**Text excerpt:**
----

Early gifts from Dignity Project


Published: Thursday, December 1, 2005 at 6:01 a.m.
Last Modified: Wednesday, November 30, 2005 at 3:43 p.m.
The Dignity Project began its celebration of the Christmas season early by giving away two cars and three computers to recipients who qualified through their program in mid-November.
Thomae Robinson received a 1992 Oldsmobile Cutlass in the giveaway.
Robinson is raising her two sisters, ages 14 and 16. She said the vehicle will enable her to get a better job and become more independent. She currently has to take three city buses to get to her job, awaking at 6 a.m. to arrive at work by 9 a.m., Robinson said.
"I'm looking for a new job today. Now I can take my sisters to all their sporting events and even attend all of them," Robinson said.
Yolanda Garcia was the recipient of a 1996 Pontiac Sunfire.
"Having a car will make it easier to get around. Owning a car will make me more mobile, independent and stable," Garcia said.
Garcia has a 5-year-old daughter and said it's often hard waiting for the bus with her child after a long day. Her first trip in the car would be to just go "cruising."

----

**Supplied data:**
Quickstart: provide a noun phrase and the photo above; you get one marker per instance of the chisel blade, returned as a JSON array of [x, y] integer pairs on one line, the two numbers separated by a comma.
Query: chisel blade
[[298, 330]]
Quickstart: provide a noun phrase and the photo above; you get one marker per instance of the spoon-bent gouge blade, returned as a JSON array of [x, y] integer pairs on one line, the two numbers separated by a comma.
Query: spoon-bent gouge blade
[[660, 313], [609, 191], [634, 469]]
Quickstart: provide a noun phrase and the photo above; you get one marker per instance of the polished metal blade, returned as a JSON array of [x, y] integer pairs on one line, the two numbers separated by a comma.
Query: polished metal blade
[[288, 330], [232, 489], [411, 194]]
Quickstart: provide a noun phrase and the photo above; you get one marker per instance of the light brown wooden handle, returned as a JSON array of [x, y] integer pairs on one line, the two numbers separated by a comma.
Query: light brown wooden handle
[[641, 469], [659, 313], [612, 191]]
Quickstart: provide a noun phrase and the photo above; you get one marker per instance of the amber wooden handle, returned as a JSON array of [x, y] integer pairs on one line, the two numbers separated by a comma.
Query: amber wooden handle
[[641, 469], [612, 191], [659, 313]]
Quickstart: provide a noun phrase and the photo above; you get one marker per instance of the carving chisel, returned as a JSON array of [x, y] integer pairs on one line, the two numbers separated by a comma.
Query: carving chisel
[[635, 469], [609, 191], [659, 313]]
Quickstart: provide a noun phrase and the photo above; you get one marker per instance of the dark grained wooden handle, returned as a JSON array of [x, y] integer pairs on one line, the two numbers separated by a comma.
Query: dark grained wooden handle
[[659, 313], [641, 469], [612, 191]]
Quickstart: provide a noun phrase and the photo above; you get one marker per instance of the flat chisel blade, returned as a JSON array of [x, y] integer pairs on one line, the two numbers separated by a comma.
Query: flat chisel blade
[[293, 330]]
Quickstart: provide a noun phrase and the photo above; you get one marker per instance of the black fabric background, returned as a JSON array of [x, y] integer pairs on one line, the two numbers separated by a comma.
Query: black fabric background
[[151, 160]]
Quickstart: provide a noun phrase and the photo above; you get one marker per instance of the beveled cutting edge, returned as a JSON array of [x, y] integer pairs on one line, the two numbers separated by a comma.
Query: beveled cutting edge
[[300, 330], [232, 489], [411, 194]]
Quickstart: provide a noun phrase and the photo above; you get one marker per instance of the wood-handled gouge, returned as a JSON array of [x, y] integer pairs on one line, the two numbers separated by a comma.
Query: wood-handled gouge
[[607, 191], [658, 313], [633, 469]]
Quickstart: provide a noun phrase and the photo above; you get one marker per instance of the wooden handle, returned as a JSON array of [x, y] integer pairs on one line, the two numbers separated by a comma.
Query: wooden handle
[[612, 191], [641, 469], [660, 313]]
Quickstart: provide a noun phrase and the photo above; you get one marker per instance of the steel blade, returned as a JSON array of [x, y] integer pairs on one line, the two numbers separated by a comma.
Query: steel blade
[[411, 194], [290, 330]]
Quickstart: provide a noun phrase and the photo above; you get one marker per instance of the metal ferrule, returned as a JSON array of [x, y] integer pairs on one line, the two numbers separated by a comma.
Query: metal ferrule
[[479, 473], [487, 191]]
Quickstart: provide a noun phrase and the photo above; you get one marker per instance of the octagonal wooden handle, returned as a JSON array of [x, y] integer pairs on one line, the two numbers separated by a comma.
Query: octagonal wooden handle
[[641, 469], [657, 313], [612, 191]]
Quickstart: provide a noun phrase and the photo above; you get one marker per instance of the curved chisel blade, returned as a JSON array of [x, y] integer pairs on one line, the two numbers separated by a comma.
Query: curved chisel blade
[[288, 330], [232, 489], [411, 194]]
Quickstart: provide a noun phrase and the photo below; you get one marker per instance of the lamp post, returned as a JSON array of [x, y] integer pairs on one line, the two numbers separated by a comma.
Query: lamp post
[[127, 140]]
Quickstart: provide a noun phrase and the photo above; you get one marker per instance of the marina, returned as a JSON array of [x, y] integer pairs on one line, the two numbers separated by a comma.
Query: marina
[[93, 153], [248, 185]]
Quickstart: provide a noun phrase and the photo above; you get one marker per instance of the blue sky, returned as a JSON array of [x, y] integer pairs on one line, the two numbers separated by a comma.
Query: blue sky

----

**Problem A:**
Answer these about the Dignity Project article:
(i) What car did Thomae Robinson receive?
(ii) How many computers did the Dignity Project give away?
(iii) How old is Yolanda Garcia's daughter?
**Problem B:**
From the Dignity Project article, reproduce everything from "The Dignity Project" down to "a.m., Robinson said.".

**Reply A:**
(i) A 1992 Oldsmobile Cutlass
(ii) Three
(iii) 5 years old

**Reply B:**
The Dignity Project began its celebration of the Christmas season early by giving away two cars and three computers to recipients who qualified through their program in mid-November.
Thomae Robinson received a 1992 Oldsmobile Cutlass in the giveaway.
Robinson is raising her two sisters, ages 14 and 16. She said the vehicle will enable her to get a better job and become more independent. She currently has to take three city buses to get to her job, awaking at 6 a.m. to arrive at work by 9 a.m., Robinson said.